Document excerpt –
[Start]

A killer whale attacked and killed a trainer inside Shamu Stadium at SeaWorld Orlando on Wednesday afternoon, just after a "Dine with Shamu" event in front of guests.

The animal involved is the biggest killer whale in captivity and has a track record of deadly interactions with humans.

That size and history are so significant, SeaWorld doesn't let its trainers into the tank to interact with it.

"[The trainer] was on the side of the deck, rubbing the animal down, when he just pulled her down under the water. She drowned," Sea World's zoological curator Chuck Tompkins told 10 Connects late Wednesday night.

Tompkins says he doesn't know why the animal attacked but he does know about the animal's past; it has been involved in two other human deaths.

"Due to those incidents and his size, we do not get into the water and interact with this animal," said Tompkins.

The animal happens to be the largest orca in captivity, at more than 22 feet long and 12,300 pounds. Tilikum, or Tily for short, is double the size of the other whales at the park. Shamu is the stage name for all of SeaWorld's killer whales.

SeaWorld says the theme park's trainers have had thousands of safe interactions with Tily, including the very trainer who lost her life on Wednesday.

Dawn Brancheau, 40, has more than a decade of killer whale training under her belt. In fact, Brancheau was the most experienced in this Sea World family, with 16 years at the park.

"I can't put it into words how we are all feeling. I, for one, lost a sister," said Tompkins.

Brancheau had worked her way into a leadership role at Shamu Stadium after spending more than a decade working with killer whales. She was inspired by a trip to SeaWorld when she was nine years old.

Officials are treating this as an accidental death, and called the incident a drowning.

Part of the park was closed because of the fatal incident.

Our partners at WKMG in Orlando say witness Victoria Biniak saw the trainer thrashed around by the whale from a viewing area.

[End]

(Pointing and labeling rows)
[Start]

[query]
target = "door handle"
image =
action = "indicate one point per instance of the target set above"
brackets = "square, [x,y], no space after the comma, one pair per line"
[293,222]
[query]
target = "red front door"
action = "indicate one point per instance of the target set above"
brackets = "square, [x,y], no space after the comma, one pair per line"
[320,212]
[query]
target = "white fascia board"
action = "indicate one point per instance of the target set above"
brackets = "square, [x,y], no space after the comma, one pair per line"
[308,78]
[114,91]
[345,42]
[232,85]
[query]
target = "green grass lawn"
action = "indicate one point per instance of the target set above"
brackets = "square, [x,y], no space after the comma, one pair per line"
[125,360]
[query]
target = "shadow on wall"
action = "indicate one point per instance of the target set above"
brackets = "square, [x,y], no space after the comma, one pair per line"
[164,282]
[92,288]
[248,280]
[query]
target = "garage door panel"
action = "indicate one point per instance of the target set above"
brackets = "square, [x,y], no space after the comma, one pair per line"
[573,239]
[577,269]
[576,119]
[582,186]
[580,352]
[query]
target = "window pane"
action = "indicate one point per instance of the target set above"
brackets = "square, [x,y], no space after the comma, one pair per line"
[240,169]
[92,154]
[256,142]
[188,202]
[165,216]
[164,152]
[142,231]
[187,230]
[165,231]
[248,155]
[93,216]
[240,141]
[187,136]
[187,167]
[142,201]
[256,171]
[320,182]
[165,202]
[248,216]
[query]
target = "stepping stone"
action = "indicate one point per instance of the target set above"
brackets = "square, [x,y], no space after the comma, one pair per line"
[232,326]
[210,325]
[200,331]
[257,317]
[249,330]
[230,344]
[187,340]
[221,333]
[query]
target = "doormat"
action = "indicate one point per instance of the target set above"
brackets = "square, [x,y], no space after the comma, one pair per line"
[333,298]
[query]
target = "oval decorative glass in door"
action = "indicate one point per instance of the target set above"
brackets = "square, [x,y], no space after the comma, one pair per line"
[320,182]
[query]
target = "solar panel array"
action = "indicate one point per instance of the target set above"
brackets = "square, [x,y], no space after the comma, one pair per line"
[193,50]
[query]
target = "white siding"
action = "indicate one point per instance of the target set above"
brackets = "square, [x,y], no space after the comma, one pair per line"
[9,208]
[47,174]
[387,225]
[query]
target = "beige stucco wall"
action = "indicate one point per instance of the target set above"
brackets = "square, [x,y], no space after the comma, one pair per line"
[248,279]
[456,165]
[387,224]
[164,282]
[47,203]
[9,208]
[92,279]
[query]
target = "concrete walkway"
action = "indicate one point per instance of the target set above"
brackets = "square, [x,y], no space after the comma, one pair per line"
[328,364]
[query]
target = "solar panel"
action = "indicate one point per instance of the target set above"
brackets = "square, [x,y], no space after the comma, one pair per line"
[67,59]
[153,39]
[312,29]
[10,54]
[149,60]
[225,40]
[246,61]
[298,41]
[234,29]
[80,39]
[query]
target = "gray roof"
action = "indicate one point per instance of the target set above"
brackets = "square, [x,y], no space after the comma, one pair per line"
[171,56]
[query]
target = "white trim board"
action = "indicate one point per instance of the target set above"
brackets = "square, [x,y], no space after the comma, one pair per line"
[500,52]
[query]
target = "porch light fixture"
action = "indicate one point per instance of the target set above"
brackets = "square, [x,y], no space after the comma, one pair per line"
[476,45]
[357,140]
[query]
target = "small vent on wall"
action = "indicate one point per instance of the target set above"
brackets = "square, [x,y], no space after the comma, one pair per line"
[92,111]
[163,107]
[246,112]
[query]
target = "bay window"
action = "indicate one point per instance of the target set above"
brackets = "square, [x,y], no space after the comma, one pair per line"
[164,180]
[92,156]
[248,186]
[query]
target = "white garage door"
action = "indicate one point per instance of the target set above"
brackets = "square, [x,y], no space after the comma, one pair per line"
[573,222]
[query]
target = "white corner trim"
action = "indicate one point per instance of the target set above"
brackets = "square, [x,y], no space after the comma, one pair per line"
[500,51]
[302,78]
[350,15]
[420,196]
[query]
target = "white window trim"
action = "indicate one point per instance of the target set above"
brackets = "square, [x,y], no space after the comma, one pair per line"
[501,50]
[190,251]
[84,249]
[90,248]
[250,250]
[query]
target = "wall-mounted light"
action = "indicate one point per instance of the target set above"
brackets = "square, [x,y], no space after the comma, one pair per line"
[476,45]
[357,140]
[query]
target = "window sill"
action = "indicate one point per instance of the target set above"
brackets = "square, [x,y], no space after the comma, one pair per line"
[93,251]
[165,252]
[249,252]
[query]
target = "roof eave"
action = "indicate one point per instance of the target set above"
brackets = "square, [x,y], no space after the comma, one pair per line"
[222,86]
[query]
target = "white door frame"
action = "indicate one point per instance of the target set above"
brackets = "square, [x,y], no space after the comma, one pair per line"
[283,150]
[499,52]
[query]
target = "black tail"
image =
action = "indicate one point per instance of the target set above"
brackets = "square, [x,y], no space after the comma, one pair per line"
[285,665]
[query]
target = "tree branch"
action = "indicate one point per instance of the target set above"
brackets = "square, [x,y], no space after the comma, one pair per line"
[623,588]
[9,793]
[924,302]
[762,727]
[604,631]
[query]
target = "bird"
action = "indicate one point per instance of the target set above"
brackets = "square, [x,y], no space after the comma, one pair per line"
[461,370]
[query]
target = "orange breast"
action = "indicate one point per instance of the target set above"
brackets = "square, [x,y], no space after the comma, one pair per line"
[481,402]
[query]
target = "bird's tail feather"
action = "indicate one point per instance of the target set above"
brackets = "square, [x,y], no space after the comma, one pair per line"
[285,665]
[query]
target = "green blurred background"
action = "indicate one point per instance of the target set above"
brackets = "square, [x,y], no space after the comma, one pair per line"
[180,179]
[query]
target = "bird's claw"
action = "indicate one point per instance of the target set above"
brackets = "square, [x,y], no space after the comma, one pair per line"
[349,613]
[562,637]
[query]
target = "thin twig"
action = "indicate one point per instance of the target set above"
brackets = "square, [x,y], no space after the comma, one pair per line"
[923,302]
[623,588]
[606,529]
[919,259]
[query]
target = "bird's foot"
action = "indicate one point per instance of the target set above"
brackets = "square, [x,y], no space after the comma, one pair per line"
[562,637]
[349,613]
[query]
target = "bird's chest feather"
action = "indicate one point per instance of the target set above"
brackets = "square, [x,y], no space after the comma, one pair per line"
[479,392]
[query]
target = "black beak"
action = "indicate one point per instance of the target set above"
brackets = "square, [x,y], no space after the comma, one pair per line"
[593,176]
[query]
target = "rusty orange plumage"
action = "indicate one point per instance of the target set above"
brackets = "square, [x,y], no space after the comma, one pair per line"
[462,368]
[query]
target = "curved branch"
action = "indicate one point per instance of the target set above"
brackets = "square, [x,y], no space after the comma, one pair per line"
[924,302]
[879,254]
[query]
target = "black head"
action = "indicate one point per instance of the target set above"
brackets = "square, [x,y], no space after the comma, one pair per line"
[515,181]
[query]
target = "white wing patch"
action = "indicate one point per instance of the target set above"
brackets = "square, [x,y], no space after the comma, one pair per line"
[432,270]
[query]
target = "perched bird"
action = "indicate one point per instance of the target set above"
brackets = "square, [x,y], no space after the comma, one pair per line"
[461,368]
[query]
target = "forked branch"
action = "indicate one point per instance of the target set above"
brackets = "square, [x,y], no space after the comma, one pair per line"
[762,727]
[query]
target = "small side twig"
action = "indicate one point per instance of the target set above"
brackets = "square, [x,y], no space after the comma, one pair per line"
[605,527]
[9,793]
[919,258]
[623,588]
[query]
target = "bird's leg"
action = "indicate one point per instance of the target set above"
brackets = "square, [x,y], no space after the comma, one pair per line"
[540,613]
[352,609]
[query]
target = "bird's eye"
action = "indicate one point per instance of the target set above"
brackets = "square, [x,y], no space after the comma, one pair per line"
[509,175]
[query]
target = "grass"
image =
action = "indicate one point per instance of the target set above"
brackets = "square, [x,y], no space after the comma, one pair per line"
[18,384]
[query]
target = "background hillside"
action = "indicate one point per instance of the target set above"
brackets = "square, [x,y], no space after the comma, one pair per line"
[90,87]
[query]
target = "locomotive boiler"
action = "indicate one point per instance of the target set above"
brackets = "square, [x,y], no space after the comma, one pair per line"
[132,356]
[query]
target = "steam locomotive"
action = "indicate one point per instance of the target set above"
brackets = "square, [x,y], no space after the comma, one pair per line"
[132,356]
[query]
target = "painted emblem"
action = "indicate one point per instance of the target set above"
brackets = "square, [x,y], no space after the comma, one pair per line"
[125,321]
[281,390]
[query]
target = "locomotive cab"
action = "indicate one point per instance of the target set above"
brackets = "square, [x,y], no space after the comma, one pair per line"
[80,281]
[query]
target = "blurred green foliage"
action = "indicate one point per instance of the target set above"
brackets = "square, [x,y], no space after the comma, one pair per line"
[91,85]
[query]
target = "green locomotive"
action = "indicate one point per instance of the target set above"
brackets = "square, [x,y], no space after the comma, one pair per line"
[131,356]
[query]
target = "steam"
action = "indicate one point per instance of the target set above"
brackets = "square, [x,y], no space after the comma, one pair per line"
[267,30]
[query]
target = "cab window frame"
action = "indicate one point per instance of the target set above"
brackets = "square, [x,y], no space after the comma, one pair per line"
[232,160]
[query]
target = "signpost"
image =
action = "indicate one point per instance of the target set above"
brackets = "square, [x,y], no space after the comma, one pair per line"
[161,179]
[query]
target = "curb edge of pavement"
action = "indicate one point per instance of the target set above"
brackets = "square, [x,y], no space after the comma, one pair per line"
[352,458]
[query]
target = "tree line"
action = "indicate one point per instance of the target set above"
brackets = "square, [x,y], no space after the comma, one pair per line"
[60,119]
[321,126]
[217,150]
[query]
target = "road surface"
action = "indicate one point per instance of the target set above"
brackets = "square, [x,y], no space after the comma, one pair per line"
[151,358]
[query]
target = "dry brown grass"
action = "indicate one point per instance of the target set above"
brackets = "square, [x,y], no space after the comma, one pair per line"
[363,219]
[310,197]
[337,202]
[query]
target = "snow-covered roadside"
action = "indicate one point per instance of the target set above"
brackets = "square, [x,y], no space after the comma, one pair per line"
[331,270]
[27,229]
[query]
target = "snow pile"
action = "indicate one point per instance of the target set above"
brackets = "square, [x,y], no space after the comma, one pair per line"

[End]

Work required –
Translate this sentence from the SeaWorld report into Spanish: "Officials are treating this as an accidental death, and called the incident a drowning." The rows are separate material and have nothing to do with the SeaWorld report.

Result –
Las autoridades están tratando esto como una muerte accidental y calificaron el incidente de ahogamiento.